从BST到高维数据search

quadTree，kdTree

Lecture 19: Multi-Dimensional Data

Range-Finding and Nearest (1D Data)

BST中可添加的operation：

• select(int i): Returns the ith smallest item in the set.
• rank(T x): Returns the “rank” of x in the set (opposite of select).
• subSet(T from, T to): Returns all items between from and to.
• nearest(T x): Returns the value closest to x.
  • 实现：Just search for N and record closest item seen

直到现在，我们总是在一维数据中比较，但是不是所有的item都能只在一个维度中完成比较的

Multi-dimensional Data

我们想在二维空间中实现

• 2D Range Searching: How many objects are in the highlighted rectangle(矩形)? 注意这个操作其实就是上面一维数据中的subset的推广
• Nearest

Ideally, we’d like to store our data in a format (like a BST) that allows more efficient approaches than just iterating over all objects.

BST of 2D

我们需要做出选择，是以x坐标比较(X-Based Tree)，还是以y坐标(Y-Based Tree)比较来建立我们的BST，无论哪一种，我们都会丢失掉一些信息，这会让我们的search变慢

QuadTrees

类似x，y坐标系，我们将2D空间分出四部分，NW(西北)，NE(东北)，SW(西南)，SE(东南)

Every Node has four children:

• Top left, a.k.a. northwest.
• Top right, a.k.a. northeast.
• Bottom left, a.k.a. southwest.
• Bottom right, a.k.a. southeast.

注意，在插入生成QuadTrees时，我们也需要沿着root出发，再依次顺着树枝往下走，直到找到合适的地方插入

QuadTrees Insertion Demo

Range Search Demo

以上是2D情况，对于3D，我们可以用8叉树来表示空间并进行高效地search，以此类推，来表示更高维度(大于3 dimensions的数据真的存在吗，有什么用？You may want to organize data on a large number of dimensions.Example: Want to find songs with the following features:Length between 3 minutes and 6 minutes.Between 1000 and 20,000 listens.Between 120 to 150 BPM.Were recorded after 2004.)

_数据记录_

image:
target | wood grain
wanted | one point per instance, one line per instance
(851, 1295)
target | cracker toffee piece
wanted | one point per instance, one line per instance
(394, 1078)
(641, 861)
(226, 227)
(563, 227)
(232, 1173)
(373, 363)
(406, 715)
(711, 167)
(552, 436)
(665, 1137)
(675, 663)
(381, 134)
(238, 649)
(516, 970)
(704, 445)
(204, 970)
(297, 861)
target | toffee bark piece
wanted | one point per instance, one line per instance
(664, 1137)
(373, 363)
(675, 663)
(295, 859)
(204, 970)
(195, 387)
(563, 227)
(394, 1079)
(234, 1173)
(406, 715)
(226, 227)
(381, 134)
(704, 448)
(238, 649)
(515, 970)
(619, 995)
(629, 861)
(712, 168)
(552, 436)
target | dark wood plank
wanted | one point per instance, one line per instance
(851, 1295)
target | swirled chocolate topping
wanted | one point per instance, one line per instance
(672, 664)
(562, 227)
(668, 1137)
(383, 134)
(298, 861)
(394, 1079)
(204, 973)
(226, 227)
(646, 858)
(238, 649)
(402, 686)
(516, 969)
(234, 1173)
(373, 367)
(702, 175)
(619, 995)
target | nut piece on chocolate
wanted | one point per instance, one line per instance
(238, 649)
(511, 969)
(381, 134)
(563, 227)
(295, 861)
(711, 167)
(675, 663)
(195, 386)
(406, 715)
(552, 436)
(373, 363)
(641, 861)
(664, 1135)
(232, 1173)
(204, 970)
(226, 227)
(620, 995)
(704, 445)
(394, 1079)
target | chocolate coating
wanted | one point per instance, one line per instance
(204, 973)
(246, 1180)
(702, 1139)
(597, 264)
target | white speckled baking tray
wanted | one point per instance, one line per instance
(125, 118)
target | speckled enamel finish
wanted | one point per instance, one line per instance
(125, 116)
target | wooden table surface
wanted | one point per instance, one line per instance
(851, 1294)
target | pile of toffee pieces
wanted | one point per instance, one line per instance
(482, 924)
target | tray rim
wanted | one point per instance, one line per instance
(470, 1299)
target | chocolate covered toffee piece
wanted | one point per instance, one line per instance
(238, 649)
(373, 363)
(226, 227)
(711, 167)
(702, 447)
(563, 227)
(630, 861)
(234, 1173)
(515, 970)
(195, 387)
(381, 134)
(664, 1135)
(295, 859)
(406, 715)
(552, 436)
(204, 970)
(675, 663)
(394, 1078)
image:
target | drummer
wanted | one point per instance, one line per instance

_给定练习 A_
摘录中列出了可以添加到BST中的几种operation，写出它们的全部名称。
_给定练习 B_
请把摘录中从“Lecture 19: Multi-Dimensional”往下一直到“(opposite of select).”的全部内容原样重新打出来。
上面的材料与摘录互不相关，需分开看待。

_正确答案 A_
select、rank、subSet、nearest

_正确答案 B_
Lecture 19: Multi-Dimensional Data

Range-Finding and Nearest (1D Data)

BST中可添加的operation：

• select(int i): Returns the ith smallest item in the set.
• rank(T x): Returns the “rank” of x in the set (opposite of select).